**Task description:** Copy out exactly every line from the line containing "Where in the photo above can the turtle shell" until the records below end, inclusive of both boundary lines.

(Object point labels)

--- Begin ---

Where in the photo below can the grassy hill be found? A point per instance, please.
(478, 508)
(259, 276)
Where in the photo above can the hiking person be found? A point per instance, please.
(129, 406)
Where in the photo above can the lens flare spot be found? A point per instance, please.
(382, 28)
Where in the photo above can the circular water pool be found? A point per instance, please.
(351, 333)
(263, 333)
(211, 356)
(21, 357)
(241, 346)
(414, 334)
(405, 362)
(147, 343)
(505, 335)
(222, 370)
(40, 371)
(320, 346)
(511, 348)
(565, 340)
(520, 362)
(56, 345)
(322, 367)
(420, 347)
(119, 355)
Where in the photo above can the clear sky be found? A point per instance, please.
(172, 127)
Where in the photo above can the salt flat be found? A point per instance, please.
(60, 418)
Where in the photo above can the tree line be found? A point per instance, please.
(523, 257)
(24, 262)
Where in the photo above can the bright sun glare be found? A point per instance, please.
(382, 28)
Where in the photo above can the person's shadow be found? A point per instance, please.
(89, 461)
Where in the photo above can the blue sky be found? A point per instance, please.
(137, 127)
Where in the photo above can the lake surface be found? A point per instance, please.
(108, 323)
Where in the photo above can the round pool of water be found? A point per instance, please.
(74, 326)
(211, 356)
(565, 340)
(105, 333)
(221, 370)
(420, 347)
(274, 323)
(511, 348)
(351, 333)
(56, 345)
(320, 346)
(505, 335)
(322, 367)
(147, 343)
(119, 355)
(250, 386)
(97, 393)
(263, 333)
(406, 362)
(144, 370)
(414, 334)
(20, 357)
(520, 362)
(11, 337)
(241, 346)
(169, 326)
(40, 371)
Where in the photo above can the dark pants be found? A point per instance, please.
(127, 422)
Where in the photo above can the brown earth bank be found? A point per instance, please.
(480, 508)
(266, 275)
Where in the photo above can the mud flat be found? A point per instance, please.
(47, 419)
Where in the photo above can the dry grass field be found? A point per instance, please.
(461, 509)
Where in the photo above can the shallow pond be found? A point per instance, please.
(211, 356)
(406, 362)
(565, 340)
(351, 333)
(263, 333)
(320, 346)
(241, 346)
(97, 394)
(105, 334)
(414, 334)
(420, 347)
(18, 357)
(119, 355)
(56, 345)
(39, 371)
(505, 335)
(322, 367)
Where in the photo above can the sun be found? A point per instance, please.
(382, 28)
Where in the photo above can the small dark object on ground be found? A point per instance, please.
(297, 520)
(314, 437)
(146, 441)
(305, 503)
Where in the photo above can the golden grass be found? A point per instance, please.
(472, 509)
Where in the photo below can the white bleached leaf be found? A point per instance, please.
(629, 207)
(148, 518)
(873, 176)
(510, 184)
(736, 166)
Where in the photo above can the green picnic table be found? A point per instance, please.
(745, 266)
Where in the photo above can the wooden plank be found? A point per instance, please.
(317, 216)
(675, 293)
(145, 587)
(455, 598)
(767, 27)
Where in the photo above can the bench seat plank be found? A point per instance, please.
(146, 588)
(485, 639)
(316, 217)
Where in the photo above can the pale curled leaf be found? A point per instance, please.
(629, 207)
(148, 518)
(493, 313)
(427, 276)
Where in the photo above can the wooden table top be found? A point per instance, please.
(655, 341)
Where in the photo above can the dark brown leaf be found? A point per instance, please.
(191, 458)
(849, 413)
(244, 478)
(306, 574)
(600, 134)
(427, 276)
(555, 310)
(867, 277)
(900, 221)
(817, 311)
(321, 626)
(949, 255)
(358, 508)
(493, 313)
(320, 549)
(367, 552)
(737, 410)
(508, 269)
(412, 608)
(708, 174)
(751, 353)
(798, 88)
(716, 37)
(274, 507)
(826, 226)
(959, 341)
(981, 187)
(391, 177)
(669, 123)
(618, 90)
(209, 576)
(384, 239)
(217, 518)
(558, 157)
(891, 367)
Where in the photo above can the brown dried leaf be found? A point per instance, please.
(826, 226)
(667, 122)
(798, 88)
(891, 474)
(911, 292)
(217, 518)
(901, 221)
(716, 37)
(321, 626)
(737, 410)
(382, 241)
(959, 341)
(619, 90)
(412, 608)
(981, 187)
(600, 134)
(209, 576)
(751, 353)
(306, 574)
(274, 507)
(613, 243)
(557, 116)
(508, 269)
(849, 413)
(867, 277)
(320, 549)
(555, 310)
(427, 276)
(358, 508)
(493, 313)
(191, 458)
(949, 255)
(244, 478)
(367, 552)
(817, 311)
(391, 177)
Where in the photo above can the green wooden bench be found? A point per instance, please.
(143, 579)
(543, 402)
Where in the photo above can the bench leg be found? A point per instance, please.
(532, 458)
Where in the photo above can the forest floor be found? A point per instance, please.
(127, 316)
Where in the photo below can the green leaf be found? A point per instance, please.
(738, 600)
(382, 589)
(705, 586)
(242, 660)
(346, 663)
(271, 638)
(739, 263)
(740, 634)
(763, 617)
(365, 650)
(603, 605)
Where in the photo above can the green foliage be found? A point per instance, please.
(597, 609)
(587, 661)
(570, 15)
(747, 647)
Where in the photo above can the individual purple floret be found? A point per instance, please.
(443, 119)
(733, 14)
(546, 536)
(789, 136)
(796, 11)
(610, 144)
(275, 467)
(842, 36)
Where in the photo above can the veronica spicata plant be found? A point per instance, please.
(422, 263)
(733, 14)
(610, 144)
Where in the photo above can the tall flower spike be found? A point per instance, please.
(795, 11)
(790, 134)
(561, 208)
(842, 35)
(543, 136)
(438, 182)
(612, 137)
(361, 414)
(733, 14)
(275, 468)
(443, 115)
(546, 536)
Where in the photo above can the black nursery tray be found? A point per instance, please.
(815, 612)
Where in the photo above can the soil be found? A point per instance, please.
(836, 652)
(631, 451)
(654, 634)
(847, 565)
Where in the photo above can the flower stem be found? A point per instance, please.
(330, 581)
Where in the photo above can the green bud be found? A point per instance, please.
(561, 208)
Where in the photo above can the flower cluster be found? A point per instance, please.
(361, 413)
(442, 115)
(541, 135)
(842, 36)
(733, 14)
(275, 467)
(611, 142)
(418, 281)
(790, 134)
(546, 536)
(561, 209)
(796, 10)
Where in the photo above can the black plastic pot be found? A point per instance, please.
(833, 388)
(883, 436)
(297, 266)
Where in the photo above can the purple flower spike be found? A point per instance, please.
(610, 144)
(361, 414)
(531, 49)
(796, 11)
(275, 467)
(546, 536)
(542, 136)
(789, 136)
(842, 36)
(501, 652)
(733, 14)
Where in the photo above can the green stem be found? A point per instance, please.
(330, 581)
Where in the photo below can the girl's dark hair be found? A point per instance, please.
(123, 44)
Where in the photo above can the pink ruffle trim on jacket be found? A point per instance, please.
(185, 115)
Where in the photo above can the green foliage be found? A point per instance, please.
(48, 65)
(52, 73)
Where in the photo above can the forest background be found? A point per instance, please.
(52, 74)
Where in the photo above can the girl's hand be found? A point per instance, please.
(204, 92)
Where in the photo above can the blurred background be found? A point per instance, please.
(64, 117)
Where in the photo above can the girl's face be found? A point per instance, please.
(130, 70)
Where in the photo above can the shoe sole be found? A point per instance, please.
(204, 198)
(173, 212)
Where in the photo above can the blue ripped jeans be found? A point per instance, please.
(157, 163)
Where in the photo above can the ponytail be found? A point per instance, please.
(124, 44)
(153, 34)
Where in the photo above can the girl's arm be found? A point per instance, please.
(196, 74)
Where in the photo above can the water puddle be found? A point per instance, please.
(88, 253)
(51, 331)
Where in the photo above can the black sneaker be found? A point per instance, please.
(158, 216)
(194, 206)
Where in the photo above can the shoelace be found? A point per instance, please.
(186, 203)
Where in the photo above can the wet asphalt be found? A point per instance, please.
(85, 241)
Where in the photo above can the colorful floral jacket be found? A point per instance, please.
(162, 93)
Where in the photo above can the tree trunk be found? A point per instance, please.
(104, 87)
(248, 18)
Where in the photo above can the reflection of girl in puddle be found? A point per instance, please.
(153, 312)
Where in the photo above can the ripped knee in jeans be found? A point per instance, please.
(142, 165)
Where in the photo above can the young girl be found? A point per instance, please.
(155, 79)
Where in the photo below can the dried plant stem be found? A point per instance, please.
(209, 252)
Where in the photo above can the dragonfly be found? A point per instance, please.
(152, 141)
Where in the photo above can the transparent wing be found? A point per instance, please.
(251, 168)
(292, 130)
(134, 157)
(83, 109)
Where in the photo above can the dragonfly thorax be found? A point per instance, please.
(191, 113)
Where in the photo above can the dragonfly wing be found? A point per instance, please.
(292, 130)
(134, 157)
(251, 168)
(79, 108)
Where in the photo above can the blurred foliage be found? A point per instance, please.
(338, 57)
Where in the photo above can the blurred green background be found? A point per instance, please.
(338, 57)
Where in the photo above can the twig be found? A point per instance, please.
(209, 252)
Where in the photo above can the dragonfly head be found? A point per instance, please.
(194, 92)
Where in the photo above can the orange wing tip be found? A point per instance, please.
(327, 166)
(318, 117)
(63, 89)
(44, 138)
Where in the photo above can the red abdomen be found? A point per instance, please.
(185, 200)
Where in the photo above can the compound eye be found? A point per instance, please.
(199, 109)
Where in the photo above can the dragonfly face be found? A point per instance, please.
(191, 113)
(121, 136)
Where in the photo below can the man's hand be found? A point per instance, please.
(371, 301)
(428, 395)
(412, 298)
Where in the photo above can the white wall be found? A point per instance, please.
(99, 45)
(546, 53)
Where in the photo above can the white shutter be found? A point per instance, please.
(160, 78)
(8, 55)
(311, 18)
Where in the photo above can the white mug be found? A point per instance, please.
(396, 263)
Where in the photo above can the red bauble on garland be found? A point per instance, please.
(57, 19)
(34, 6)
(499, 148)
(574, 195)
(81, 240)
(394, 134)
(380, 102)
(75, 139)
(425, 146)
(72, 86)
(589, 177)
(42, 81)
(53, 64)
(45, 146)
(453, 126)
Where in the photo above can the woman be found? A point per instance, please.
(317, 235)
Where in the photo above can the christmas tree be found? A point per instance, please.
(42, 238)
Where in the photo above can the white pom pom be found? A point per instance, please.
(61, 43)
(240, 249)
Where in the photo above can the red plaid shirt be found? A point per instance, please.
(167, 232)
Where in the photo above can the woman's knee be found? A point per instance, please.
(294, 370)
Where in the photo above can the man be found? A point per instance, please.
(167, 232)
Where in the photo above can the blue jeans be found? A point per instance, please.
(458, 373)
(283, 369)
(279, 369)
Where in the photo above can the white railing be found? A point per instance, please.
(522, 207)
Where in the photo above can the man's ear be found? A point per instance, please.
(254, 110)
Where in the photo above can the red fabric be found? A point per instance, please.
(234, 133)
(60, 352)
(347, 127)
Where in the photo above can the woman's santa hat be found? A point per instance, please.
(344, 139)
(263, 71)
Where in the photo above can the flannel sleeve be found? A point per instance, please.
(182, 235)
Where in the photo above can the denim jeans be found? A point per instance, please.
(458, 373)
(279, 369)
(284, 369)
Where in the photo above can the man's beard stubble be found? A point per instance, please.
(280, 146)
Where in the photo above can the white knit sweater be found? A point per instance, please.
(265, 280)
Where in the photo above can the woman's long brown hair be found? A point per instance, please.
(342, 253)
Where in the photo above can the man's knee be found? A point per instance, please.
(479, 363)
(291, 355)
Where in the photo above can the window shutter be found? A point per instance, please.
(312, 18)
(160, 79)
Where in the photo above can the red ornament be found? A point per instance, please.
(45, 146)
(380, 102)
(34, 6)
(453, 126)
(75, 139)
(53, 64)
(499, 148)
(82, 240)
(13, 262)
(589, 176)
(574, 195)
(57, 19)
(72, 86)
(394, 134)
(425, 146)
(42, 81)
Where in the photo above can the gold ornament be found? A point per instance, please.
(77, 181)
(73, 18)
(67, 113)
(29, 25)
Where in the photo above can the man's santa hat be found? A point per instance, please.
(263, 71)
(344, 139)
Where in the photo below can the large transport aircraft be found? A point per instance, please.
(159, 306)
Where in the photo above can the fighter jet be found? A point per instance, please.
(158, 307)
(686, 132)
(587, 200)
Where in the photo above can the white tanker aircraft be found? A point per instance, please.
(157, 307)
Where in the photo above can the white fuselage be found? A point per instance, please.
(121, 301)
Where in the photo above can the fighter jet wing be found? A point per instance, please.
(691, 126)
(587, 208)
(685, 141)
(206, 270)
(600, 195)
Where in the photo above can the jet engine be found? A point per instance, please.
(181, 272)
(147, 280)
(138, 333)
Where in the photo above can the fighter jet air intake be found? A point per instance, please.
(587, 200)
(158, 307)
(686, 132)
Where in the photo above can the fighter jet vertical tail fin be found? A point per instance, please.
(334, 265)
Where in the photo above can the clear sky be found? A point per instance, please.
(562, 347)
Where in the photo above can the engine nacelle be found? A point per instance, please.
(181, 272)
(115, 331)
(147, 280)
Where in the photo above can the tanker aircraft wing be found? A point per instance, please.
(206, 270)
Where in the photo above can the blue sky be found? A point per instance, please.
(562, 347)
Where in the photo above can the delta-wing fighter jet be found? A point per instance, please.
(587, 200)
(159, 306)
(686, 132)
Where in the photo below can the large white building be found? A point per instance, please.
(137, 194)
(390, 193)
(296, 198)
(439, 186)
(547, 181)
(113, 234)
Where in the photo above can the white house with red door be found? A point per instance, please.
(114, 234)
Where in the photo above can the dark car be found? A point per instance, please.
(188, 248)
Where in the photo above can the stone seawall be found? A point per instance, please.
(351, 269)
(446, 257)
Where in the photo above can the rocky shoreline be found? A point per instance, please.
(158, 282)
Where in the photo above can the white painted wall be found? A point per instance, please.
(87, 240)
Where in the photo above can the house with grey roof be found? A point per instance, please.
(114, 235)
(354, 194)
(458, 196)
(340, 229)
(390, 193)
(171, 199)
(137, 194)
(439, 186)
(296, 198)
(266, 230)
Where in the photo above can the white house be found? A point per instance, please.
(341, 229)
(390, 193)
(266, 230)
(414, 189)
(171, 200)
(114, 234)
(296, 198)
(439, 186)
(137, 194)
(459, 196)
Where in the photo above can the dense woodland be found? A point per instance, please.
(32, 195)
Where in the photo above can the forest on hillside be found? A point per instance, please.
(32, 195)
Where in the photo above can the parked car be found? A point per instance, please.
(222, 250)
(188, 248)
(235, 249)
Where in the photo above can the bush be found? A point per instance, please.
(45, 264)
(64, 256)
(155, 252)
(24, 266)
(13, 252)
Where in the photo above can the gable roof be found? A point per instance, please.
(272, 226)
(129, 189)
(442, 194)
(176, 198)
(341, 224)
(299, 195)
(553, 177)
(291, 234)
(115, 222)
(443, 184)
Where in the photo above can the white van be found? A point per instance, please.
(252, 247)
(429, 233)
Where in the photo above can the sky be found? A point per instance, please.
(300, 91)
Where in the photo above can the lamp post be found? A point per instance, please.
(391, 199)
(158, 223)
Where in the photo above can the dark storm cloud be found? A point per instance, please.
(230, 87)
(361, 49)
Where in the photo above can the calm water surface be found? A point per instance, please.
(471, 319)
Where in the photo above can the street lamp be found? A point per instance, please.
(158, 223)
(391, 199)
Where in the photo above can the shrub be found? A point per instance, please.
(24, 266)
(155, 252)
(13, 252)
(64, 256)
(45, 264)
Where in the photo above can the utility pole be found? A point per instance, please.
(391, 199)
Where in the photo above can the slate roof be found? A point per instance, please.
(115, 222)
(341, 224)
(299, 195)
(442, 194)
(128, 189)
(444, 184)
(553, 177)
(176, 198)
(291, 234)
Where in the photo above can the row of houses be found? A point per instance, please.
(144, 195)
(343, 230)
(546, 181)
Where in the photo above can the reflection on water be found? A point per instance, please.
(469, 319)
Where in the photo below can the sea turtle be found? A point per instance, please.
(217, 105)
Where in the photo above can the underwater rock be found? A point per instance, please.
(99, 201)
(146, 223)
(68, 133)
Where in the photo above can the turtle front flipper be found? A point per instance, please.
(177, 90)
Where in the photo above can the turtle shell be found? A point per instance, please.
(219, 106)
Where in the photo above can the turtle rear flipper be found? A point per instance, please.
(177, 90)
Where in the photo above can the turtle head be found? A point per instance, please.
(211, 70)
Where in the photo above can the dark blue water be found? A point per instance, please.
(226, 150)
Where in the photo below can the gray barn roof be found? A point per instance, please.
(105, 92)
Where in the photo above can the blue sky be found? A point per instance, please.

--- End ---

**Finished task:**
Where in the photo above can the turtle shell be found? A point per instance, please.
(219, 106)
Where in the photo above can the turtle rear flipper be found? A point per instance, please.
(177, 90)
Where in the photo above can the turtle head be found? A point per instance, please.
(211, 70)
Where in the photo above can the dark blue water be found? A point per instance, please.
(226, 150)
Where in the photo below can the gray barn roof be found? A point per instance, please.
(105, 92)
Where in the photo above can the blue sky be found? A point per instance, please.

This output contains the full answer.